* _PASSAGE_:
____

Human Lives Human Rights:
It has been over three weeks since the fight erupted in Sudan between the Rapid Support Forces and the Sudanese Armed Forces.
Since the conflict began, hundreds of civilians have been killed and thousands injured, including women and children. The crisis has also resulted in forcible displacement of hundreds of thousands of people.
On ground reports have indicated that civilians of all ages are experiencing various human rights abuses, including sexual assault and gender-based violence, as well as looting and shortages of food, water, healthcare, including reproductive healthcare, fuel and other basic goods and services, and collapse in communication channels.
Densely populated residential areas of Khartoum, Bahri, Omdurman and towns in Darfur and North Kordofan are facing electricity cuts, a lack of healthcare and basic services, while running out of food, water and medicines.
Some infrastructure and services, including 11 hospitals have collapsed due to attacks. A shelter for girls with disabilities in Khartoum was shelled leading to the death of a girl and injuring another. A shelter for older women in Khartoum was reportedly also damaged.
Local and international humanitarian personnel, including healthcare workers and facilities providing health care, food assistance, protection and other life-saving services have been the victims of what appear to be both targeted and indiscriminate attacks.
Reports of violence against those working tirelessly to address the unprecedented scale of human suffering in Sudan, as well as those working to shed light on the situation are quite disturbing.

____

* _EXTRACTED INFORMATION_:
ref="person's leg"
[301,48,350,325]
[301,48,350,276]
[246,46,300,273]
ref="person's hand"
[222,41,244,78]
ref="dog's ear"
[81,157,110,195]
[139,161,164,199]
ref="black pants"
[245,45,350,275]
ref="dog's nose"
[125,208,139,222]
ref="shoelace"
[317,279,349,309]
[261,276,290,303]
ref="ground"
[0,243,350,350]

____

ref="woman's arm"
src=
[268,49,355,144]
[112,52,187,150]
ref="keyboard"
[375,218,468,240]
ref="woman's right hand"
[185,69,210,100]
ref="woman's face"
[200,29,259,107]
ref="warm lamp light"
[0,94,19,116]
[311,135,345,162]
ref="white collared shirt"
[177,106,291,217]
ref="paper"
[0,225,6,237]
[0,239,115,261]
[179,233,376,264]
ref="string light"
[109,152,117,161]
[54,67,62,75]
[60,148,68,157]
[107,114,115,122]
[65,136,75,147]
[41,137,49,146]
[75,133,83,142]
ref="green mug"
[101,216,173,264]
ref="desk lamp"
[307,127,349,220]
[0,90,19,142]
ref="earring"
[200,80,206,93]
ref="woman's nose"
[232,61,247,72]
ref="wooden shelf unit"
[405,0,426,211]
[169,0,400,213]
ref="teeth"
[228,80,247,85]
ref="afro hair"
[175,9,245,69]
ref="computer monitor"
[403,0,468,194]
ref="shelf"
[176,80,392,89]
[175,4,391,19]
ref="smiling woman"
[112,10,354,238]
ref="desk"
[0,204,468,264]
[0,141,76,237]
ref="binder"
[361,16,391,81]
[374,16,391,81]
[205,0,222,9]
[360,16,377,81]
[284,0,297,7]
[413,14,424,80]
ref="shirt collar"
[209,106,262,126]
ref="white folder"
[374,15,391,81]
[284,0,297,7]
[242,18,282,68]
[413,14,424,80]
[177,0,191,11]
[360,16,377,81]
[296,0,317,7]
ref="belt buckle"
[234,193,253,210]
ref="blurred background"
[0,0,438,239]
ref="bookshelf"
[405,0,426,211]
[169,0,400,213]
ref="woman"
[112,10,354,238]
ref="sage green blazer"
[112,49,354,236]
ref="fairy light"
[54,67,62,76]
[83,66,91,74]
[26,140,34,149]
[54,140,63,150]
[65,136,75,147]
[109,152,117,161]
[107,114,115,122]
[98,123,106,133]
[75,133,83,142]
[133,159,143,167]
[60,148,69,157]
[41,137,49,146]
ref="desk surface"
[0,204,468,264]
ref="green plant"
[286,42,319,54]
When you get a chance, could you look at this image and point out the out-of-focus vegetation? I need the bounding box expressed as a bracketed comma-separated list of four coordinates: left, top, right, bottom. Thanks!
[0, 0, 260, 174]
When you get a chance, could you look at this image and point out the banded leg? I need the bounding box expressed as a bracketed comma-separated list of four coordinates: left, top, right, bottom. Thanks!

____

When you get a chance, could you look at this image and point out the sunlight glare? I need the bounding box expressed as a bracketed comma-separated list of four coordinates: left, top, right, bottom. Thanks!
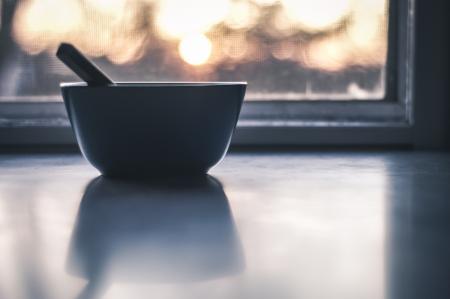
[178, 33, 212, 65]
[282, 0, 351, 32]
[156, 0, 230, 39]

____

* _QUESTIONS_:
a - Please translate this sentence from the Sudan passage into Spanish: "A shelter for older women in Khartoum was reportedly also damaged."
b - Extend the Sudan passage with a few sentences that pick up after its last line.

* _ANSWERS TO THE EXERCISES_:
a - Según los informes, un refugio para mujeres mayores en Jartum también resultó dañado.

b -
The targeting of journalists and intimidation and threatening of human rights defenders, including women human rights defenders in Darfur and Khartoum, has impinged their ability to monitor and document the situation on the ground, contributing to an information blackout.
Rights groups have raised concern about women and children – who are at an increased risk of trafficking, people with disabilities and older persons as families are being separated while fleeing escalating hostilities.
Before the crisis, Sudan already had 3.7 million internally displaced persons in the country, in addition to hosting over 1 million refugees. Due to the violent outbreak, about 334,000 people are estimated to have been newly displaced within Sudan, and over 120,000 people have fled to neighboring countries, according to UNHCR.
There is an urgent need for an immediate and sustained ceasefire followed by a resumption of political negotiations to move toward a civilian-led government.
We call on all parties to the conflict to immediately halt hostilities, de-escalate the situation and allow for unimpeded access, inclusive and extensive humanitarian operations to relieve suffering and provide life-saving protection and a pathway to sustainable peace and development.
Parties to the conflict must respect their obligations under international humanitarian and human rights law to ensure the protection of civilians and civilian infrastructure including schools and hospitals, and publicly commit to protect humanitarian personnel, premises and assets.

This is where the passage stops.